■ **What is expected**
Whenever a line contains the string "woman", copy it out of the entries.
-------- Data for this exercise --------
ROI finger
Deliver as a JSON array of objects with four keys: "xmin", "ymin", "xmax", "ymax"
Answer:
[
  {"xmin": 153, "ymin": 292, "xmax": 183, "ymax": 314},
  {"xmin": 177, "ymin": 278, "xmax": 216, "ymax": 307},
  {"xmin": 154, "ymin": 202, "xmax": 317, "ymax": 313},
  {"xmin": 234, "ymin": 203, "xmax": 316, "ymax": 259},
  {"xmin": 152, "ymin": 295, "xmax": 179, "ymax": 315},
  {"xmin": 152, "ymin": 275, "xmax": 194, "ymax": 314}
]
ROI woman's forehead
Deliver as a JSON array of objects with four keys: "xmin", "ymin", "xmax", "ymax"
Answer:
--------
-------- Data for this exercise --------
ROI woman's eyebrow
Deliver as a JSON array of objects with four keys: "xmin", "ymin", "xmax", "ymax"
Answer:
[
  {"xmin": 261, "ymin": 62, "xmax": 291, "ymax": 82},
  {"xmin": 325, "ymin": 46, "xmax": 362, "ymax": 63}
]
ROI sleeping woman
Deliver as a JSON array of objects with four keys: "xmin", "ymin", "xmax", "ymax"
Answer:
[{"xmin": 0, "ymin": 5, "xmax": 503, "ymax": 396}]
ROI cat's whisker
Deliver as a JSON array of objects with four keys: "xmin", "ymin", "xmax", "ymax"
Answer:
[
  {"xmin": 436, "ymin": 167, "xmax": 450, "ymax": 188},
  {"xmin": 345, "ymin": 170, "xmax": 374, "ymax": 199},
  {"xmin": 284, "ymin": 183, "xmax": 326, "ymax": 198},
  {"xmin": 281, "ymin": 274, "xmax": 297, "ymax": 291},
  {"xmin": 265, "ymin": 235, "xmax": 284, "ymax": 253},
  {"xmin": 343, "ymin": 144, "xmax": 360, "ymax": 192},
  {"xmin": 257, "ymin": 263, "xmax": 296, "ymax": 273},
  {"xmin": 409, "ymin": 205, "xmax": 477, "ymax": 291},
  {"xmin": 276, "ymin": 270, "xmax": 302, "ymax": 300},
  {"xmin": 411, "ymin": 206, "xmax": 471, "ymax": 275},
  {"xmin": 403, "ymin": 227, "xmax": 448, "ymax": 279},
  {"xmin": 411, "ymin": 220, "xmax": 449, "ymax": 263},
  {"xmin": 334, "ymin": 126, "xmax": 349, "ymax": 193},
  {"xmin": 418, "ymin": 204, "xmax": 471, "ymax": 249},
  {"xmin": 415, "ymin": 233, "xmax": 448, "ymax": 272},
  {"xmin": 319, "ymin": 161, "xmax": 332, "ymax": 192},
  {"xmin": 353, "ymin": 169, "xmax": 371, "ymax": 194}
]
--------
■ **Final answer**
ROI woman's forehead
ROI woman's eyebrow
ROI sleeping woman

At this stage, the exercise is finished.